• YOUR OBJECTIVE
Rewrite every line of the listing below, replacing "drop a pin" with "place a marker" and leaving everything else unchanged. Omit the pictures from your answer.

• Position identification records
--- START ---

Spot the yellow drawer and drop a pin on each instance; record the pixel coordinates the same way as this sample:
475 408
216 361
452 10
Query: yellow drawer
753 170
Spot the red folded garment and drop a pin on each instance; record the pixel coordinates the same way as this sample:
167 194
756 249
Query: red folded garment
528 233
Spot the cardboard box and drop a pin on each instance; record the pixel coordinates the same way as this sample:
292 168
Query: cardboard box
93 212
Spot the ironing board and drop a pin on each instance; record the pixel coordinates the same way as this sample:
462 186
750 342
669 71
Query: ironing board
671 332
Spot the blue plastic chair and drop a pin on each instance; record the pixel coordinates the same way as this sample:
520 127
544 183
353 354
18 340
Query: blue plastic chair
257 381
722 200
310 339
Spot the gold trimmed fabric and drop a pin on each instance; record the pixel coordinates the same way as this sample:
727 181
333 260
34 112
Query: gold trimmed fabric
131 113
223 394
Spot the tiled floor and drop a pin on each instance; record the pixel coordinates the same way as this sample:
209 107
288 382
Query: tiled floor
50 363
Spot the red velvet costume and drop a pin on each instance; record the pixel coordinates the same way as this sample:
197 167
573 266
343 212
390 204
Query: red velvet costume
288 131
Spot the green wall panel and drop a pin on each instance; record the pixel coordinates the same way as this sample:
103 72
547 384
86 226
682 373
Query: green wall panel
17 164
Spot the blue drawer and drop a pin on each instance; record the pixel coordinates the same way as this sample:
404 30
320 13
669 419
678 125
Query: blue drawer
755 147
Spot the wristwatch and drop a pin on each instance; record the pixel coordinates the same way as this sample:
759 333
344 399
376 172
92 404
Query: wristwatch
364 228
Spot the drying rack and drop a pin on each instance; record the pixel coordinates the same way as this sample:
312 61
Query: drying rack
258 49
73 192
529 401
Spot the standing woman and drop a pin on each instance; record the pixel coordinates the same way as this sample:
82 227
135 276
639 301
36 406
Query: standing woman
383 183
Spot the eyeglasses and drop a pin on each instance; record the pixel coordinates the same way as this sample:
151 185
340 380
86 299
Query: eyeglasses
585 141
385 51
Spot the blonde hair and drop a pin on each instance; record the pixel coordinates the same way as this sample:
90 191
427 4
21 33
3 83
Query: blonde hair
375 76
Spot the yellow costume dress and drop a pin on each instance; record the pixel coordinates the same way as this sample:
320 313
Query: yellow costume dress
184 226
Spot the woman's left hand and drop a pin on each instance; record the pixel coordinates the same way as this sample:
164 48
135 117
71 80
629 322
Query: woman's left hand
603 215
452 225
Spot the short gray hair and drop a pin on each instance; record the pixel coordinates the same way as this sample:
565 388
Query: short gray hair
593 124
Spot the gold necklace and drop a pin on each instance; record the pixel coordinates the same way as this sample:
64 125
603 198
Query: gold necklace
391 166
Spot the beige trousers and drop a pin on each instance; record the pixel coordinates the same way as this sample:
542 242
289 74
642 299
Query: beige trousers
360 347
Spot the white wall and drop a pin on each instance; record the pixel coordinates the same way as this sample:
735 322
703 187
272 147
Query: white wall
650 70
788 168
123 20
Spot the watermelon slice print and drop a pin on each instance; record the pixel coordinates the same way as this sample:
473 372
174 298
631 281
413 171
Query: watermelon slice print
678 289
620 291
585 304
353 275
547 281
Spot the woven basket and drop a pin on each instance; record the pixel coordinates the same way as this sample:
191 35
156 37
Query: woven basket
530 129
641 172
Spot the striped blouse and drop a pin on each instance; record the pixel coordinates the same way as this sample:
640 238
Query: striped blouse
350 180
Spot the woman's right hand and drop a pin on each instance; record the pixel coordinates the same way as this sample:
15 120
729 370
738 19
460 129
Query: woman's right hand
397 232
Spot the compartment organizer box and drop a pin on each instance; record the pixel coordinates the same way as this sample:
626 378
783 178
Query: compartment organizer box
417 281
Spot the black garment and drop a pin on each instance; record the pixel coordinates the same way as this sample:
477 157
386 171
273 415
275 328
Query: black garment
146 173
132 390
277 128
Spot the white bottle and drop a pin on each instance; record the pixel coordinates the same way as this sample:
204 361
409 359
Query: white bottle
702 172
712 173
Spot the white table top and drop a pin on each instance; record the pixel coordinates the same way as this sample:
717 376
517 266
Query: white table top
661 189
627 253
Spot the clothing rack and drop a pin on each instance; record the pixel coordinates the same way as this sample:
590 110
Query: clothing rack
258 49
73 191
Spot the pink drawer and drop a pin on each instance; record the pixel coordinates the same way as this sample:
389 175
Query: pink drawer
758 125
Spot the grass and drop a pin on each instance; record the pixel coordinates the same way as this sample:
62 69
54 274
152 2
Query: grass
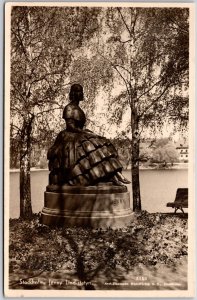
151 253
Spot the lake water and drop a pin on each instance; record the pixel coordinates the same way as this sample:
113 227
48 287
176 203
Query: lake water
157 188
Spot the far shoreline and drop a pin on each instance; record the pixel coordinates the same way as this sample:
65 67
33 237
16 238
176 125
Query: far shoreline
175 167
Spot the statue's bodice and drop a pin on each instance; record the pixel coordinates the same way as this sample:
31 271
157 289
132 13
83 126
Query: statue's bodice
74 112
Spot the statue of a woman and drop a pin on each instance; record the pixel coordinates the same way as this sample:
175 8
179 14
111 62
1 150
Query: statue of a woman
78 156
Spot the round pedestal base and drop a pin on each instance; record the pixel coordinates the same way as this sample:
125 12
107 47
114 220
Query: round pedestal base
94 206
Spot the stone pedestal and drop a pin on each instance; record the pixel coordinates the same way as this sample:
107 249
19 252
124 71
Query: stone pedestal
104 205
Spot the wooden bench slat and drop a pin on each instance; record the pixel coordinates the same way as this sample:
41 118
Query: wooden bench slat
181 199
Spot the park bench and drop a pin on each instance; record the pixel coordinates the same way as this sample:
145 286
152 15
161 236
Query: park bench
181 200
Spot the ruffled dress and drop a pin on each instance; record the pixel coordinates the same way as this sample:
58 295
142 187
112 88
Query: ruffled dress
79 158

--- END ---

• SOLUTION TO THIS PROBLEM
Spot the yellow drawer and place a marker on each instance; record the pixel coordinates the same way as this sample:
475 408
216 361
452 10
Query: yellow drawer
753 170
Spot the red folded garment and place a marker on each instance; record the pixel coordinates the same way as this sample:
167 194
756 249
Query: red folded garment
528 233
Spot the cardboard box and place a marker on each instance; record the pixel coordinates the same way as this sample:
292 168
Query: cardboard box
93 212
Spot the ironing board and place a marker on each instance; record the pixel coordinates the same way as this sample:
462 186
750 342
669 71
Query: ironing board
671 332
Spot the blue plastic chair and place a marker on each instance; record the pixel coordinates the same way as this sample:
520 127
544 183
353 354
18 340
Query: blue plastic chair
257 381
722 200
310 339
Spot the gold trimmed fabric and place a marker on each instance; record the pixel coordinates the same way as this sample:
727 181
333 260
34 112
Query: gold trimmed fabric
131 113
223 394
Spot the tiled floor and place a marker on each instance; record the pixel coordinates the same way as this sample:
209 107
288 382
Query: tiled floor
50 363
Spot the red velvet costume and place a marker on each instance; record the pixel coordinates the same way as this sample:
197 167
573 266
343 212
390 204
Query: red velvet costume
288 131
Spot the green wall panel and place a marker on each instance; record the pixel coordinates the same way as this sample:
103 72
547 384
86 226
682 373
Query: green wall panel
17 164
Spot the blue drawer and place a marker on each instance; record the pixel coordinates the same way as this sample:
404 30
320 13
669 419
678 125
Query: blue drawer
755 147
Spot the wristwatch and place a marker on each instance; record the pixel coordinates the same way as this sample:
759 333
344 399
376 172
92 404
Query: wristwatch
364 228
Spot the drying rack and place a marker on each instance; record the pixel coordinates the same way as this sample:
312 61
Query: drying rack
258 49
73 192
529 401
Spot the standing woman and place a marker on each instance; record the pixel coordinates the same way as this sample:
82 227
135 276
639 301
36 406
Query: standing woman
383 183
Spot the eyeglasses and place a marker on each instance; record the pixel coordinates the same way as this sample:
151 185
340 380
86 299
Query: eyeglasses
585 141
385 51
Spot the blonde hair and place a marker on each instance; record the pixel coordinates the same way as this sample:
90 191
427 4
21 33
3 83
Query: blonde hair
375 76
Spot the yellow costume dress and place a marker on each instance; record the pixel coordinates the same way as this sample:
320 313
Query: yellow costume dress
184 226
Spot the woman's left hand and place a marker on each instance; record the pixel coordinates the same way as this sample:
164 48
135 117
71 80
629 322
Query: woman's left hand
603 215
452 225
Spot the short gray hair and place a marker on each instance; record the pixel coordinates the same way as this sample:
565 388
Query: short gray hair
593 124
Spot the gold necklace and place a marker on each instance; record the pixel coordinates the same way as this sample:
64 125
603 198
Query: gold necklace
391 166
Spot the beige trousers and place a marker on each instance; record the pixel coordinates the same way as this sample:
542 242
289 74
642 299
Query: beige trousers
360 347
Spot the white wall and place a marker on each instance; record the pixel coordinates the same way as this sample:
735 322
703 187
272 147
Query: white wall
650 70
788 168
123 20
Spot the watermelon slice print and place a marker on each instance; record the pixel coordinates the same way as this sample:
473 372
174 298
631 281
413 171
Query: watermelon slice print
678 289
620 291
585 304
353 275
547 281
Spot the woven basket and place a marker on each instance; record the pixel coordinates the same way as this sample:
191 35
156 37
Query: woven basket
530 129
641 172
Spot the striped blouse and place a marker on each instance; record the pixel coordinates the same way as this sample:
640 238
Query: striped blouse
350 180
Spot the woman's right hand and place a marker on each instance; record the pixel coordinates the same way as this sample:
15 120
729 370
738 19
460 129
Query: woman's right hand
397 232
Spot the compartment organizer box and place a marker on each instance; record the pixel coordinates the same way as this sample:
626 378
783 178
Query: compartment organizer box
417 281
Spot the black garment and place a marker on each instance; record the pixel coordinates the same way as this sample:
477 157
386 171
273 415
275 328
Query: black garment
146 173
132 390
277 128
Spot the white bottle and place a marker on each instance; record the pixel coordinates the same way as this sample:
204 361
409 359
Query: white bottle
702 172
712 173
Spot the white table top and place a marker on each instance; record the pixel coordinates the same way as this sample:
717 376
517 266
Query: white table top
661 189
627 253
Spot the clothing rack and place a marker on each instance; record the pixel coordinates the same way as this sample:
590 110
Query: clothing rack
258 49
73 191
Spot the pink drawer and place a marker on each instance; record the pixel coordinates the same way as this sample:
389 175
Query: pink drawer
758 125
Spot the grass and place a marker on each instance; record the pixel coordinates the same way as this sample:
62 69
54 274
152 2
Query: grass
151 253
Spot the lake water and place a marker on each instance; record the pixel coordinates the same way as this sample:
113 227
48 287
176 203
Query: lake water
157 188
Spot the far shoreline and place a marker on each instance; record the pixel coordinates the same way as this sample:
65 67
33 237
16 238
176 125
Query: far shoreline
175 167
Spot the statue's bodice and place a marker on each instance; record the pixel coordinates the same way as this sample:
31 271
157 289
132 13
83 126
Query: statue's bodice
74 112
Spot the statue of a woman and place a marker on each instance; record the pixel coordinates the same way as this sample:
175 8
179 14
111 62
1 150
Query: statue of a woman
78 156
Spot the round pedestal base and place a marker on each instance; record the pixel coordinates the same way as this sample:
125 12
107 47
114 220
Query: round pedestal base
94 206
Spot the stone pedestal and place a marker on each instance; record the pixel coordinates the same way as this sample:
107 249
19 252
124 71
Query: stone pedestal
104 205
Spot the wooden bench slat and place a marker on each instance; record the pixel coordinates the same way as this sample:
41 118
Query: wooden bench slat
181 199
Spot the park bench and place a marker on each instance; record the pixel coordinates the same way as this sample:
145 286
152 15
161 236
Query: park bench
181 200
Spot the ruffled dress and place a marker on each instance; record the pixel coordinates the same way as this sample:
58 295
142 187
112 88
Query: ruffled dress
79 158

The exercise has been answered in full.